SELECTED PASSAGE section start

Revealing nanoscale secrets through innovations in scanning probe microscopy  



Microscopy opens many possibilities for understanding the composition, organization, and interaction of inhomogeneous materials. In our group, we develop spectroscopic microscopy below the optical diffraction limit to study macromolecules, heterogeneous materials, and nanostructures in order to decipher their chemical, electrical, and mechanical properties.

One challenge of optical microscopy is the diffraction limit of light, which is approximately a half of the wavelength. Nano-materials often have features smaller than the diffraction limit that is not resolvable by traditional optical microscopy. To overcome this challenge, we work on two types of super-resolution infrared microscopies that combines atomic force microscopy with laser radiations:

1.  Peak force infrared (PFIR) microscopy and multipulse PFIR microscopy in both air phase and liquid phase.

SELECTED PASSAGE section end

▸ **WORK INSTRUCTIONS**
• a. According to the microscopy text, roughly how large is the diffraction limit of light?
• b. Transcribe the microscopy text between "Microscopy opens many" and "and liquid phase.", inclusive.
• c. Pick up the microscopy text after its final sentence and continue writing it.
None of the lines that follow are needed for any of this work.

EXCERPTED RECORDS section start

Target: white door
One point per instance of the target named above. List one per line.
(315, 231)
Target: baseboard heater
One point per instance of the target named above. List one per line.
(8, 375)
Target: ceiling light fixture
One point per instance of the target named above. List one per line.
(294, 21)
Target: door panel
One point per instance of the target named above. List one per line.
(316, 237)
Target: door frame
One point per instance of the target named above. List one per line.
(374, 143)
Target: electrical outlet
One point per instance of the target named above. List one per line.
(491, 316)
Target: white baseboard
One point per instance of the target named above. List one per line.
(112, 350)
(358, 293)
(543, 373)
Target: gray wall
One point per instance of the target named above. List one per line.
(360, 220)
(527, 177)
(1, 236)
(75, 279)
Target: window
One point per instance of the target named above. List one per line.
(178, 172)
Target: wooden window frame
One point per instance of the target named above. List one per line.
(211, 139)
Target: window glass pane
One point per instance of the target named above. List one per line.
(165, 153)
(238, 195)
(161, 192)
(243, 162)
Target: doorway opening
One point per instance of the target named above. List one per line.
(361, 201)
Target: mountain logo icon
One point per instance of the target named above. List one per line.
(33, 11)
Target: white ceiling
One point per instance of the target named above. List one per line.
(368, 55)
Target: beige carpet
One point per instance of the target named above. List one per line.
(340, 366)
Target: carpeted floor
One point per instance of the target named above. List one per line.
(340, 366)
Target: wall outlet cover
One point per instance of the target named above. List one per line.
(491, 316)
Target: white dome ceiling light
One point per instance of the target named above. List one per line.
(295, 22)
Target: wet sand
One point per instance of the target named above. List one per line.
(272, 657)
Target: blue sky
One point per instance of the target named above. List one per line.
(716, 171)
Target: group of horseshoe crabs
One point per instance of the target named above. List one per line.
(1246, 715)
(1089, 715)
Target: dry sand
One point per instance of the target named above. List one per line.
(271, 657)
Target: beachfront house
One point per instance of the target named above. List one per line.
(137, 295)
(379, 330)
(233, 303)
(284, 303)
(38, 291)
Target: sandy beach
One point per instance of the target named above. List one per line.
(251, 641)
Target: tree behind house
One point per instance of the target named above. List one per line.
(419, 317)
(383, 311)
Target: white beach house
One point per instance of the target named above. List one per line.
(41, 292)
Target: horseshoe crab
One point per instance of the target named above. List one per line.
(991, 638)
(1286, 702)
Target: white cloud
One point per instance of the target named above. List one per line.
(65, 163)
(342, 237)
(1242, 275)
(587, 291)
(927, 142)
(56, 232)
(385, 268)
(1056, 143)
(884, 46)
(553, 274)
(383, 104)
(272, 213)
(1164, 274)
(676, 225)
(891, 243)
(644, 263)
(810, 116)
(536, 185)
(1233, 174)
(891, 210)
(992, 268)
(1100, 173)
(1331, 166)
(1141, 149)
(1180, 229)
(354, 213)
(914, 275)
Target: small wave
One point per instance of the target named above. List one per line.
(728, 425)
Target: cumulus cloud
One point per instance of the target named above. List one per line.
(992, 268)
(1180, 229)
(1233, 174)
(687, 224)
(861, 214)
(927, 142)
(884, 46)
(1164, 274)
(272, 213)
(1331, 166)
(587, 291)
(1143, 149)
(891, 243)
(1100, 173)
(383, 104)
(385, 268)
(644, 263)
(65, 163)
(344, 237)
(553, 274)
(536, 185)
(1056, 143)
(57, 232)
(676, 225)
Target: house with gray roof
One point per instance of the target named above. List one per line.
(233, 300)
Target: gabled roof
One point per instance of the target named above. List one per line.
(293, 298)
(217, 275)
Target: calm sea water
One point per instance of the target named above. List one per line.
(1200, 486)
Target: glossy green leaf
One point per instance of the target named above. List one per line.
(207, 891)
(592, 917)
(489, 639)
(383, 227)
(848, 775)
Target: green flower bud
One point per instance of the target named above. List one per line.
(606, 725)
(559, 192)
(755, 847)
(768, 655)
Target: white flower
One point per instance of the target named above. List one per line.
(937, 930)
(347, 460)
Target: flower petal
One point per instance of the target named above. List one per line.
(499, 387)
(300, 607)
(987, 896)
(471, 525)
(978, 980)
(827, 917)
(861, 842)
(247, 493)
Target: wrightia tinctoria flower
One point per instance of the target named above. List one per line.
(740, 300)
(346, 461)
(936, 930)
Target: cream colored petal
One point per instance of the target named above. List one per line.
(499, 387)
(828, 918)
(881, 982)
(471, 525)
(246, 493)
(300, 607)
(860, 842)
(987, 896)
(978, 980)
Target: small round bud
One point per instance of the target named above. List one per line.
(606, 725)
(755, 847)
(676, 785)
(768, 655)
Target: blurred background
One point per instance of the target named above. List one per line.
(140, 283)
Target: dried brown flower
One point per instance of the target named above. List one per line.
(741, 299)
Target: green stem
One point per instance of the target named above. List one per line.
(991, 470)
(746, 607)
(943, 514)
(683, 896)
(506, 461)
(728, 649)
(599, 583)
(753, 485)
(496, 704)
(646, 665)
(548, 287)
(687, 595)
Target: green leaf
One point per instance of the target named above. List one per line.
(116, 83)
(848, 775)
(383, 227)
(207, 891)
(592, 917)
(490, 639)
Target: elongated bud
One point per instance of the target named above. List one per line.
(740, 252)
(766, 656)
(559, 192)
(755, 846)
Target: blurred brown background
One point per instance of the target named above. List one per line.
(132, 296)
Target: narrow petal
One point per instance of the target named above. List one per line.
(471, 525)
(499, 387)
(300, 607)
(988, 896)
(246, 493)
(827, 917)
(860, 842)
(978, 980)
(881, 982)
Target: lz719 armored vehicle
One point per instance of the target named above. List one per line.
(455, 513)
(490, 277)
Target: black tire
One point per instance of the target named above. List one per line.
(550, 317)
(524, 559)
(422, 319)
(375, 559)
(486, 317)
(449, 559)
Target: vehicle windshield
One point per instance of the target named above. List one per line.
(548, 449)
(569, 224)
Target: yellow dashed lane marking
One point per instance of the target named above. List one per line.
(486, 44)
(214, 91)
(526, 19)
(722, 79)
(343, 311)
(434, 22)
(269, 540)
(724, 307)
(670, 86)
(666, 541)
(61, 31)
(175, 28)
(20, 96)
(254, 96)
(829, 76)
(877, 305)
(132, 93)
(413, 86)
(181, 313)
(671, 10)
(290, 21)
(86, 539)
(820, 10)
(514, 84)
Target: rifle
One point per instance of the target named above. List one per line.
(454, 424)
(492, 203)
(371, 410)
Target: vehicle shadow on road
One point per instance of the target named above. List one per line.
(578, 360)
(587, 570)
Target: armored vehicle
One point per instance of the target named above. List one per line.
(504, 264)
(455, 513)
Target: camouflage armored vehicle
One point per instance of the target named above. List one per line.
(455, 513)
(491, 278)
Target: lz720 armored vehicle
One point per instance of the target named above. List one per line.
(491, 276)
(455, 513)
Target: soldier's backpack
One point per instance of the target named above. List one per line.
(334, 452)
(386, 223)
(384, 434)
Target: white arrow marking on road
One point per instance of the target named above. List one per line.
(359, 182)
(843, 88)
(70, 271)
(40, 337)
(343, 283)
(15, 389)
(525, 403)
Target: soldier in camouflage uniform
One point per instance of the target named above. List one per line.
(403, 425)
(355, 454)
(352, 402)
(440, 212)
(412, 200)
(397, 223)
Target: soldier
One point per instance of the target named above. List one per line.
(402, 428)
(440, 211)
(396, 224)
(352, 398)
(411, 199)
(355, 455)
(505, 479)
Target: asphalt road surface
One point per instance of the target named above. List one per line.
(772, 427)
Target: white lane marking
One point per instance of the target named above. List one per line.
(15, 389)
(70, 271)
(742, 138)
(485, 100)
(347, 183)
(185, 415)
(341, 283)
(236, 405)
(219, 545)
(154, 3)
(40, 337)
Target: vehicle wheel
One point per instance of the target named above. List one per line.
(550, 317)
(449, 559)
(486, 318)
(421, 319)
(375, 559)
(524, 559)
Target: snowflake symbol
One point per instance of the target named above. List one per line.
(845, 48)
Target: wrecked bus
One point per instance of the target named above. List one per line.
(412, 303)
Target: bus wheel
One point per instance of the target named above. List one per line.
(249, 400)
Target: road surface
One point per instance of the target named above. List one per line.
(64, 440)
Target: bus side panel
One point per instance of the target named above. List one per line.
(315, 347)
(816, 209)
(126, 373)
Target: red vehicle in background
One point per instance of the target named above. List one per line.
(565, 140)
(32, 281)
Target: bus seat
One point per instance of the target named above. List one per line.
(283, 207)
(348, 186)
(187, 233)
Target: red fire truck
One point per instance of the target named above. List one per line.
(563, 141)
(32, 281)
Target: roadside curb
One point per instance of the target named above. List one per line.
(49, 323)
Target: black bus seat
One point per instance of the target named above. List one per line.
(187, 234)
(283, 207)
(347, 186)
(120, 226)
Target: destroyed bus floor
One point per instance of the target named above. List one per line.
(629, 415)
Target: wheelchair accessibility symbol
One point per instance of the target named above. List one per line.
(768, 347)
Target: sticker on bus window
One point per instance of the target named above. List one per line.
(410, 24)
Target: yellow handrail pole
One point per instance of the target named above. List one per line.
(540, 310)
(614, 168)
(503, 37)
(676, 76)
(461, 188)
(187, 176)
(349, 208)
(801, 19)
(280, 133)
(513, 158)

EXCERPTED RECORDS section end

▸ **ANSWERS FOR EACH ITEM**
• a. About half of the wavelength.

• b.
Microscopy opens many possibilities for understanding the composition, organization, and interaction of inhomogeneous materials. In our group, we develop spectroscopic microscopy below the optical diffraction limit to study macromolecules, heterogeneous materials, and nanostructures in order to decipher their chemical, electrical, and mechanical properties.

One challenge of optical microscopy is the diffraction limit of light, which is approximately a half of the wavelength. Nano-materials often have features smaller than the diffraction limit that is not resolvable by traditional optical microscopy. To overcome this challenge, we work on two types of super-resolution infrared microscopies that combines atomic force microscopy with laser radiations:

1.  Peak force infrared (PFIR) microscopy and multipulse PFIR microscopy in both air phase and liquid phase.

• c.
2. Scattering-type scanning near-field optical microscopy (s-SNOM More specifically, Peak force scattering-type near-field optical microscopy (PF-SNOM) that can collect 3D near-field response cube.

We are also interested in developing and refining other modalities of atomic force microscopy through instrumentation. For example, we have developed the Pulsed force Kelvin probe force microscopy (PF-KPFM)to map the surface potentials with < 10 nm spatial resolution under ambient conditions.

We are interested in studying materials that may be nanoscale heterogeneous, such as block copolymers, blends,  protein aggregates, polaritonic nanostructures, oil shaleurban aerosols, cellular structures, and photovoltaics.